* **Source text**:
Loans are up by 6.5% versus last year With quite a balanced growth between retail and commercial portfolios, mortgages and consumer loans benefited in the quarter from the increasing consumer confidence, While commercial loan growth rates decreased after a very strong second quarter, customer The spreads decreased after higher deposit cost and a larger time deposit weight in our funding profile. The strong growth in fee and commission income continues growing over 7% year on year and that's above our guidance, Mostly driven by Investment Banking, Mutual Funds and Electronic Banking fees. Our cost controls efforts further improved operating jaws With gross revenue growing at 8% year on year, while our costs are growing below 4%, and as Carlos said, well below inflation. Despite the best in class, we continue to improve our cost to income ratio, which is down to 32.9%. Impairments decreased over 10% year on year, explained by better retail NPL dynamics.

Year to date cost of risk stands at 282 basis points. That's 11 basis points below June levels, which makes us improve again Our 2018 cost of risk guidance to around 300 basis points versus 320 previously. These solid results show again BBVA's leadership position in Mexico, both in terms of market share and profitability. Let's focus now in Turkey. After a significant tightening in monetary and fiscal policies, the rebalancing of the economies are already underway.

* **Excerpted data**:
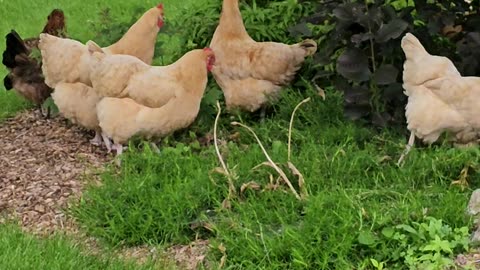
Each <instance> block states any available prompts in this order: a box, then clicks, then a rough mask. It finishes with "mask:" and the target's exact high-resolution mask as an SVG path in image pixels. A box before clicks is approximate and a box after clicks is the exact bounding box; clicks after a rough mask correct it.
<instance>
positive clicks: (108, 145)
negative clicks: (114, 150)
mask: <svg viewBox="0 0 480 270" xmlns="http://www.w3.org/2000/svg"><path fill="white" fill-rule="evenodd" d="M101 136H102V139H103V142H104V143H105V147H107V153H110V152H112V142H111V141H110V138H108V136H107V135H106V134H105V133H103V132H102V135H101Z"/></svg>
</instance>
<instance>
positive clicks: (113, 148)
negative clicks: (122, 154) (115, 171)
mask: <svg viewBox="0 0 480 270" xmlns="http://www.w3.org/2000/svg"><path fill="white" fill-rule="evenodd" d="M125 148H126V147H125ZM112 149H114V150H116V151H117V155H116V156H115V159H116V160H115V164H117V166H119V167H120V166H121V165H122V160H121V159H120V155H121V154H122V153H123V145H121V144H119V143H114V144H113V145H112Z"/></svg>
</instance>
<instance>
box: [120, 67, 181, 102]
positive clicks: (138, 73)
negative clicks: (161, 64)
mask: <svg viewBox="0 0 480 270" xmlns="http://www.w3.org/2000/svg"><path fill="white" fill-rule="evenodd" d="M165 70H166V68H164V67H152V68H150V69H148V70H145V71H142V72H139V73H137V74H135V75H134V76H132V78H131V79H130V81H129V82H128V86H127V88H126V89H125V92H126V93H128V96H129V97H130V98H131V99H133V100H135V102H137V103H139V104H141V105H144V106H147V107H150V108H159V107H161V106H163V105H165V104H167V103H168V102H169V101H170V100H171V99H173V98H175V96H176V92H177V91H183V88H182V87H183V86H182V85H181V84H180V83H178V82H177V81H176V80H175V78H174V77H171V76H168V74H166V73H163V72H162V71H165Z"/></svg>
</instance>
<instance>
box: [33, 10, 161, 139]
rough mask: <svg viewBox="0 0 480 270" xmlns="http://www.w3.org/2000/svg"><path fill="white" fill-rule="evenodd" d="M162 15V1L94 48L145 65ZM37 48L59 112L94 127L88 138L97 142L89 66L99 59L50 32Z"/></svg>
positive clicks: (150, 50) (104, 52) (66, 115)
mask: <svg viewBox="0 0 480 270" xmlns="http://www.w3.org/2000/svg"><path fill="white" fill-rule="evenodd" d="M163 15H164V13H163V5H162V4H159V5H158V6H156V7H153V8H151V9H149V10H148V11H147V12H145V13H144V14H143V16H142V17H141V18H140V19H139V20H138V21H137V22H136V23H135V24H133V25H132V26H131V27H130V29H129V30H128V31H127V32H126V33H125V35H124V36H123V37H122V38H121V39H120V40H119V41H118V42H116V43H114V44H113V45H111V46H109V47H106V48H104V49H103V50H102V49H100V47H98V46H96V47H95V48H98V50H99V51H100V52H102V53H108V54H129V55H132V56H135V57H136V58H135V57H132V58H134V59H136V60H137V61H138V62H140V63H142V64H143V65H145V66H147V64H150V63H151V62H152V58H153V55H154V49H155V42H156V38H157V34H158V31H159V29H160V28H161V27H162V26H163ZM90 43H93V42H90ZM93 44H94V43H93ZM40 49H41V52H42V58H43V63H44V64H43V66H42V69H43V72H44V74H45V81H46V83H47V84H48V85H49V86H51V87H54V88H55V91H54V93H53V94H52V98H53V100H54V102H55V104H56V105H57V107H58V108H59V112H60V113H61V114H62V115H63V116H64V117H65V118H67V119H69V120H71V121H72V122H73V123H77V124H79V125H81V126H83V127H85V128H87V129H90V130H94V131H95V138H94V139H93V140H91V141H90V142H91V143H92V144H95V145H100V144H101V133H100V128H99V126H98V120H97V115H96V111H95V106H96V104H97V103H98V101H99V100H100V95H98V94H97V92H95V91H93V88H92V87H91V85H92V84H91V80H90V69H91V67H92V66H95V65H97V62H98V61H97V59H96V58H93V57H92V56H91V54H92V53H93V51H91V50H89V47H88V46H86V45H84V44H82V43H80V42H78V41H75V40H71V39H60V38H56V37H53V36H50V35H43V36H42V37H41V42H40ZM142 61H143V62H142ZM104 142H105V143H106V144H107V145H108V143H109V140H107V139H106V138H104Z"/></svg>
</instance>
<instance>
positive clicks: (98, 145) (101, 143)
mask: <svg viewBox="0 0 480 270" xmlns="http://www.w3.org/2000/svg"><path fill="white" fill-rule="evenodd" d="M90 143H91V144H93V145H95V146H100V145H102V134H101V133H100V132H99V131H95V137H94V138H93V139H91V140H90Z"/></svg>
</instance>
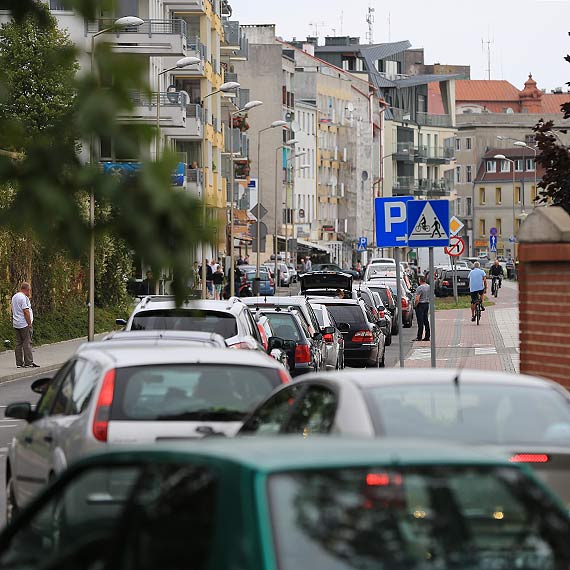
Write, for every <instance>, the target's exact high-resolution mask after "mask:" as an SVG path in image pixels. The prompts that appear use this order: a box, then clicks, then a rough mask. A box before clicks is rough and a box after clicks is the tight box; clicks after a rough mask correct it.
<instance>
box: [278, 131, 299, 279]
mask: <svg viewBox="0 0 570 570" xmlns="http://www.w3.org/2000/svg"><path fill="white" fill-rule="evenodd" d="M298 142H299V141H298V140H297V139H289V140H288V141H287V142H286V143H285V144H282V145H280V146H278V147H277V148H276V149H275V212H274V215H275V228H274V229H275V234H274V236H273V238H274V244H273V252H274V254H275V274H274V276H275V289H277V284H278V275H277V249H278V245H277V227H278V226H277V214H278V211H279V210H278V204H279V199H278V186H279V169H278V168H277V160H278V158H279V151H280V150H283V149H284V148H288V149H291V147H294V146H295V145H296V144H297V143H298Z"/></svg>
--
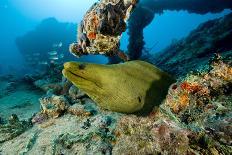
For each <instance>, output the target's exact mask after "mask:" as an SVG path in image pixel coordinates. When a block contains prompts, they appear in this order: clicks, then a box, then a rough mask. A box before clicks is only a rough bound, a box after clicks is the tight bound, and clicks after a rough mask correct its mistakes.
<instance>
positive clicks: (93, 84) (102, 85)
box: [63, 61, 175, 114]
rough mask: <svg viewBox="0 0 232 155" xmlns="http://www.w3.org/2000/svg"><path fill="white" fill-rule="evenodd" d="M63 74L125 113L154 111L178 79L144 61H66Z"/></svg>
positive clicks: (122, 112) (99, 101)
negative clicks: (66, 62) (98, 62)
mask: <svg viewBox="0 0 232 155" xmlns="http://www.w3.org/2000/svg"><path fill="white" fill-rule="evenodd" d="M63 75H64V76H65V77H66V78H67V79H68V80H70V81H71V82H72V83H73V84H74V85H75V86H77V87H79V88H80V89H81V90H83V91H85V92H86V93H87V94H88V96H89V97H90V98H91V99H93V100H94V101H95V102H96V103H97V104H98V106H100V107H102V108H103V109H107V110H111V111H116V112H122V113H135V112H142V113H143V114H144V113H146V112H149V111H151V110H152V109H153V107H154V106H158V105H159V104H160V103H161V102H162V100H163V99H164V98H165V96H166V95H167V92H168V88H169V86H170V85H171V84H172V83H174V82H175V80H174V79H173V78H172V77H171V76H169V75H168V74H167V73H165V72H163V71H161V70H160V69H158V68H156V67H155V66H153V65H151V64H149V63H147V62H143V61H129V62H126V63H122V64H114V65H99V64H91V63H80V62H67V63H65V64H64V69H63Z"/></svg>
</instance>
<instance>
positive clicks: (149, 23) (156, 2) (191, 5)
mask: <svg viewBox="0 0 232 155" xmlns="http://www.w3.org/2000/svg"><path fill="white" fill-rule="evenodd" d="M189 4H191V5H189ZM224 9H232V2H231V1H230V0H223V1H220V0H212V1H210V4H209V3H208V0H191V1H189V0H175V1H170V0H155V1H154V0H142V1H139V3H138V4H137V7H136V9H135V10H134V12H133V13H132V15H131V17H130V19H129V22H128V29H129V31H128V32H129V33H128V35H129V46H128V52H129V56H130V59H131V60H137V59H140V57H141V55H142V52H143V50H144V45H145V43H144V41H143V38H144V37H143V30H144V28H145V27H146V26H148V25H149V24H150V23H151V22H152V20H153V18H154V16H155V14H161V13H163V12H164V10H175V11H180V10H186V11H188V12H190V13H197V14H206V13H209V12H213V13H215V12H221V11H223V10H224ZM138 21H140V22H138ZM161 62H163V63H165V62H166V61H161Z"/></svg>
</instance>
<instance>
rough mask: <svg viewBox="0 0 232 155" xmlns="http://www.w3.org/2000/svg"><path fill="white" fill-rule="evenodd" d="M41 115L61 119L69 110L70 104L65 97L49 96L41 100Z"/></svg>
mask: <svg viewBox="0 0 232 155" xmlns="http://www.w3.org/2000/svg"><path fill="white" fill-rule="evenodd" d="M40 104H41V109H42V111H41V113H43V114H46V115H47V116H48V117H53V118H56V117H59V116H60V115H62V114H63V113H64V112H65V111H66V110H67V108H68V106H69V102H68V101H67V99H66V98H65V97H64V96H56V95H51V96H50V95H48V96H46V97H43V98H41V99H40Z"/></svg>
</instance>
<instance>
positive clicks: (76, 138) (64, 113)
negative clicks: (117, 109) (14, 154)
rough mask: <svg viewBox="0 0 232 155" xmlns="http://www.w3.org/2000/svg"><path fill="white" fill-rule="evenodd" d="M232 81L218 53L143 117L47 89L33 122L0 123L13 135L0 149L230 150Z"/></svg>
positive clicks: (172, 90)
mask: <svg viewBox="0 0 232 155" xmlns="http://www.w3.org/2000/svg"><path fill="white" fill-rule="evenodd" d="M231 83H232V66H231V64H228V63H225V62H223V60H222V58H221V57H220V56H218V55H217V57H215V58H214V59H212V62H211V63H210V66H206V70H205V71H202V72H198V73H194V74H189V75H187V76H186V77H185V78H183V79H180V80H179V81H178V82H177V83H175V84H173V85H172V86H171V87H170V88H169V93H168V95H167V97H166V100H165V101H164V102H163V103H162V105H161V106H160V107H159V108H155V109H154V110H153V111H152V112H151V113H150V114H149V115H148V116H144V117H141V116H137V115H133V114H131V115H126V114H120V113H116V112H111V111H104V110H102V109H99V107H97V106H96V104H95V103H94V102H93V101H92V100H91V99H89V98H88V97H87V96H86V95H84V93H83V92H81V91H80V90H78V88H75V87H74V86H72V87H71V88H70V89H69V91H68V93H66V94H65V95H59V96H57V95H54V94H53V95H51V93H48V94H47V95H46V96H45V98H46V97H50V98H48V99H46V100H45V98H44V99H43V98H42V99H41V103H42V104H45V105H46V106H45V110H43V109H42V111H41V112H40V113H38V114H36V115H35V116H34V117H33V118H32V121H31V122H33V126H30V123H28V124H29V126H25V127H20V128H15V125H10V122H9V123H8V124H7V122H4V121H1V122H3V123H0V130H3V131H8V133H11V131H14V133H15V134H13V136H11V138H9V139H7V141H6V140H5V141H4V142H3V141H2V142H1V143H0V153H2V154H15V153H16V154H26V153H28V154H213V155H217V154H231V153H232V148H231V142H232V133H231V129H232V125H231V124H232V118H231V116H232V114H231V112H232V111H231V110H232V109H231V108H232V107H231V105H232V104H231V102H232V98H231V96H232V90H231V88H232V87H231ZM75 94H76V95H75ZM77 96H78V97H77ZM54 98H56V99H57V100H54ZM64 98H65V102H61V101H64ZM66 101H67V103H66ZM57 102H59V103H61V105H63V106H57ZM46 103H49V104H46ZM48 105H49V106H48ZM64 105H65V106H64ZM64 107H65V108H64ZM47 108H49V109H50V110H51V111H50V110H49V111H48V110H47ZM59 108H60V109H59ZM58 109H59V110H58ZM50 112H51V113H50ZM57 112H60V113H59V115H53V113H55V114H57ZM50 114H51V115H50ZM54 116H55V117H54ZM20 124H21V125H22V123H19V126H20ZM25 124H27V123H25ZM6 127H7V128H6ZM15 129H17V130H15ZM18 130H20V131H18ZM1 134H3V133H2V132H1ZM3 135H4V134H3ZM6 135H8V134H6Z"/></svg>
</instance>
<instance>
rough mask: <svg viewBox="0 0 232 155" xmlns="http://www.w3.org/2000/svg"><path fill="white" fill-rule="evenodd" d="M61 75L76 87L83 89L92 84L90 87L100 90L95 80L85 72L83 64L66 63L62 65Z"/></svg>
--
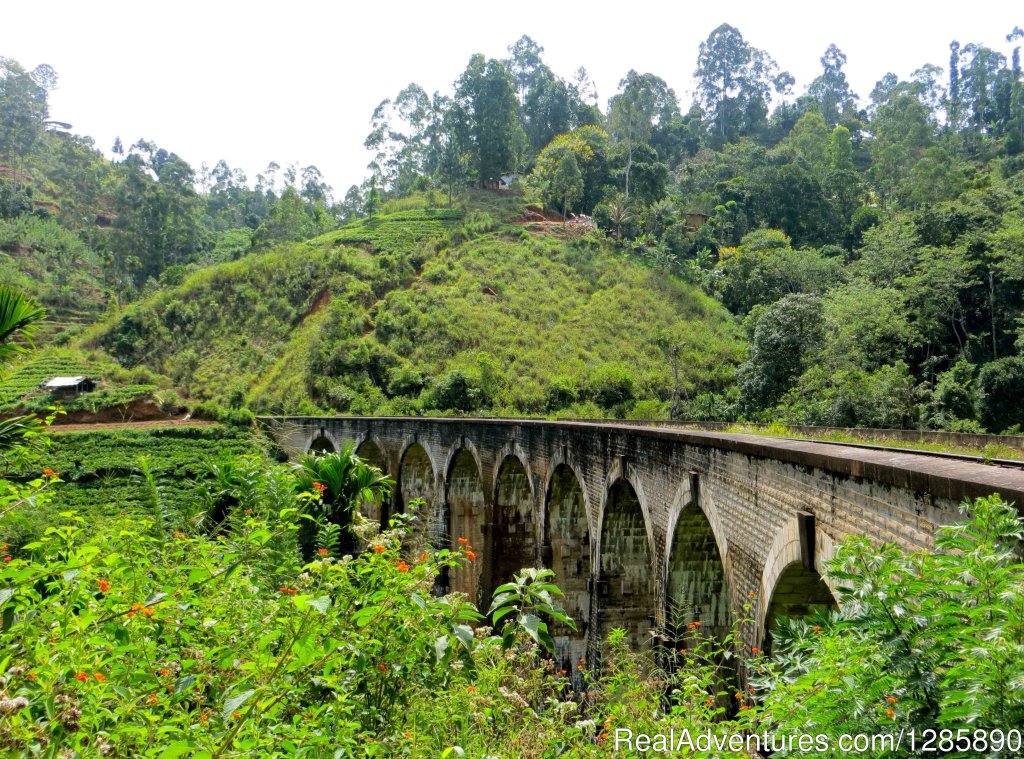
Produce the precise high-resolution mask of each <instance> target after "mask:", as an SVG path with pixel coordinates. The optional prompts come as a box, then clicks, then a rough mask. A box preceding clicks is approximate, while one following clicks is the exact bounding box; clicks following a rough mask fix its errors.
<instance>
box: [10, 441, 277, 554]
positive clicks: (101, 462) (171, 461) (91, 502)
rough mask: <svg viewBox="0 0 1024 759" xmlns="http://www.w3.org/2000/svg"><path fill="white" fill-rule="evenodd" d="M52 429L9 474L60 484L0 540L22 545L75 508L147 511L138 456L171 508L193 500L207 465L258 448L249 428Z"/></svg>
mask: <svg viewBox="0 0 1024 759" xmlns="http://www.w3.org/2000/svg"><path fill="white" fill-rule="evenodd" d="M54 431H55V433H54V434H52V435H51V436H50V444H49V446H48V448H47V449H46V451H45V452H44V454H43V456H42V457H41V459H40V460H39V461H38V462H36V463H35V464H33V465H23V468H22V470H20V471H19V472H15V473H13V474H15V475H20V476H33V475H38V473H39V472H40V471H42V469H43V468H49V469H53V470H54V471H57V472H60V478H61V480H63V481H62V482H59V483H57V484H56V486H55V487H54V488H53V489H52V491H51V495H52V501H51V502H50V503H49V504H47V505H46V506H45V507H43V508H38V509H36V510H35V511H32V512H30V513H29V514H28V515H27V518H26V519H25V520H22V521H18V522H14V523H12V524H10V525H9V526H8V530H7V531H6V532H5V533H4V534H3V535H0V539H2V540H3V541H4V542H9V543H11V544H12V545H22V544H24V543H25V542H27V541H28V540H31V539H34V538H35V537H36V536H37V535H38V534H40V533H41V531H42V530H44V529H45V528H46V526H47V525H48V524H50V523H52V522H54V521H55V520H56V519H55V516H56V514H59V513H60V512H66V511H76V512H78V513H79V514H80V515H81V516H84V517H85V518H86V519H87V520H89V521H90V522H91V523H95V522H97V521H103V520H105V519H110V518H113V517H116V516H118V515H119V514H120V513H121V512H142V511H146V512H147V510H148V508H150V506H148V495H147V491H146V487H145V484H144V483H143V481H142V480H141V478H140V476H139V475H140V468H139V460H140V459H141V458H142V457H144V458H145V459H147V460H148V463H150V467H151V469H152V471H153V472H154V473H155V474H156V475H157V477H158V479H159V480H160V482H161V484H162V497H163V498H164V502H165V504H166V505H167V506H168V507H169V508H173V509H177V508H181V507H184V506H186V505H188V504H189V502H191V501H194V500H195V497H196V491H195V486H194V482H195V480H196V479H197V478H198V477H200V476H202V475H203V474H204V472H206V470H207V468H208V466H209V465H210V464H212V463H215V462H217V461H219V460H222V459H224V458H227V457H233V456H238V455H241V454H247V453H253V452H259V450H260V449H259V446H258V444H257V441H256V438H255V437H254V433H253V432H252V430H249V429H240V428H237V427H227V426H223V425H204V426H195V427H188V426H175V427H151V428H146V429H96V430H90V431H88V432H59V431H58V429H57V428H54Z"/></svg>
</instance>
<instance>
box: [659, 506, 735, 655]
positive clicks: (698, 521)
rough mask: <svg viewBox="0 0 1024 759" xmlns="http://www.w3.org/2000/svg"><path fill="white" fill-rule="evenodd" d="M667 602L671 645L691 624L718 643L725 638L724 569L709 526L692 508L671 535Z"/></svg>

* **Problems to work on**:
**a.** Name every kind of fee that the bank results passage says mostly drove the growth in fee and commission income.
**b.** Copy the bank results passage from "Year to date" up to and including "are already underway.", substituting "forecast" for "guidance".

* **Responses to the tasks**:
**a.** Investment Banking, Mutual Funds, Electronic Banking

**b.**
Year to date cost of risk stands at 282 basis points. That's 11 basis points below June levels, which makes us improve again Our 2018 cost of risk forecast to around 300 basis points versus 320 previously. These solid results show again BBVA's leadership position in Mexico, both in terms of market share and profitability. Let's focus now in Turkey. After a significant tightening in monetary and fiscal policies, the rebalancing of the economies are already underway.